━━━ SOURCE EXTRACT
3. DIVORCE what provision of a divorce decree is erroneous. Where, after default in a suit for divorce, an immaterial amendment is made which avers the complainant's ownership of certain property about which it is not claimed by the bill there is any controversy, the court, in entering the decree for divorce, should not make a finding that the complainant is the owner of the property and that the defendant be divested of all interest therein; but such finding does not invalidate the provision of the decree. granting the divorce.

DUNN, C. J., and CARTWRIGHT, J., dissenting.

WRIT OF ERROR to the Superior Court of Cook county; the Hon. OSCAR E. HEARD, Judge, presiding.

CHARLES S. MCNETT, for plaintiff in error,

MICHAEL LYONS, and WILLIAM ANNAN TAYLOR, for defendant in error.
━━━━━━
REQUIREMENTS |
1 > In the divorce case excerpt, switch "Superior Court" to "Circuit Court" and write out the passage between "DUNN, C. J., and" and "defendant in error.", inclusive.
2 > According to the divorce case excerpt, who appeared for the plaintiff in error?
3 > Mark each statement yes or no according to the divorce case excerpt, and quote the words that settle it: (a) The writ of error was directed to the Superior Court of Cook county. (b) Cartwright, J., sided with the majority. (c) A finding that the complainant owns the property invalidates the provision granting the divorce.
━━━ LISTED ENTRIES
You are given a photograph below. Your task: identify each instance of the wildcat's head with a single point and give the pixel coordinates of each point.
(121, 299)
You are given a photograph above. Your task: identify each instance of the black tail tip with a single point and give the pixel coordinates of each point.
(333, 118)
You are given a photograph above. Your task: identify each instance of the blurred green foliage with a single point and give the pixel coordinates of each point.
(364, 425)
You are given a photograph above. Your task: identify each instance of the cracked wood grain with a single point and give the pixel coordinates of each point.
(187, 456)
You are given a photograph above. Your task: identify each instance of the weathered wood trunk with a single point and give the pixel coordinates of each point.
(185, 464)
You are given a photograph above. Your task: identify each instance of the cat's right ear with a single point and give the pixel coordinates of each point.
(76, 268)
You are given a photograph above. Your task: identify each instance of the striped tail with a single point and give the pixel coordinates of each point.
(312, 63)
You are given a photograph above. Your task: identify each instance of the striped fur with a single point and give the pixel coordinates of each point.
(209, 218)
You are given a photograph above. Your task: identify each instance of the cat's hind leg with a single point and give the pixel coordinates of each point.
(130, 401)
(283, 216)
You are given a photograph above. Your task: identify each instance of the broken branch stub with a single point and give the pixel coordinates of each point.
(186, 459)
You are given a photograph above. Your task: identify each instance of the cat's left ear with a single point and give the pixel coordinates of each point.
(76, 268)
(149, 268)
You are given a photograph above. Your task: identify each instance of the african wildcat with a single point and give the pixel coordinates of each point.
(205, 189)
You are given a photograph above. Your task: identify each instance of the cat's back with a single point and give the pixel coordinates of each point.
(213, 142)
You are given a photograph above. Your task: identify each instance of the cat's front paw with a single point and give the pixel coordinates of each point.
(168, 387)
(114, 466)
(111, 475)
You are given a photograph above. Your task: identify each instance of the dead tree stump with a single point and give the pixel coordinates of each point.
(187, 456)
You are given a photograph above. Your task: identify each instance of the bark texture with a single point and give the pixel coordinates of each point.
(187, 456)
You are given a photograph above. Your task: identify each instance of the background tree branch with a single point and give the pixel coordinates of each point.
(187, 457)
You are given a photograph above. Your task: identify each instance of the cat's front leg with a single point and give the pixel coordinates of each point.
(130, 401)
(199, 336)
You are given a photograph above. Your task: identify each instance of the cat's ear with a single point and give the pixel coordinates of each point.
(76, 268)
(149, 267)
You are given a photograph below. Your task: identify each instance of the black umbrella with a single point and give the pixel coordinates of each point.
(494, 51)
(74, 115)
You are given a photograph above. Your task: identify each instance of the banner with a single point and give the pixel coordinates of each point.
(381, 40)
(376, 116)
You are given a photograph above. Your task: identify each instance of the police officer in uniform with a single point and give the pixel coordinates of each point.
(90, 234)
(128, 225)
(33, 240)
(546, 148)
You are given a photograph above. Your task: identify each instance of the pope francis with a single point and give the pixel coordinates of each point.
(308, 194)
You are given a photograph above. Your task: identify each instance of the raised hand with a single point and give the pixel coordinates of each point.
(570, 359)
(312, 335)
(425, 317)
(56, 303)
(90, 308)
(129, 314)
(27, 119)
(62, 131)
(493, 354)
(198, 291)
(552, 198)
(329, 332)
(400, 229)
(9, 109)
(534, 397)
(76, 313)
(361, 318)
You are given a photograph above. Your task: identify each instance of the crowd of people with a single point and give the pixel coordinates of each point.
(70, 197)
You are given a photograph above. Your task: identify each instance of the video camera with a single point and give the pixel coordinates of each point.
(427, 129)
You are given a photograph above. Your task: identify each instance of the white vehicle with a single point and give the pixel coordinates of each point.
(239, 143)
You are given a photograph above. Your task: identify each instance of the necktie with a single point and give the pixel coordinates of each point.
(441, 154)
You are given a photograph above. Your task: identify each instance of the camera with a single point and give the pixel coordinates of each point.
━━━━━━
ANSWERS |
1 >
DUNN, C. J., and CARTWRIGHT, J., dissenting.

WRIT OF ERROR to the Circuit Court of Cook county; the Hon. OSCAR E. HEARD, Judge, presiding.

CHARLES S. MCNETT, for plaintiff in error,

MICHAEL LYONS, and WILLIAM ANNAN TAYLOR, for defendant in error.

2 > Charles S. McNett

3 >
(a) Yes: "WRIT OF ERROR to the Superior Court of Cook county"
(b) No: "DUNN, C. J., and CARTWRIGHT, J., dissenting."
(c) No: "such finding does not invalidate the provision of the decree"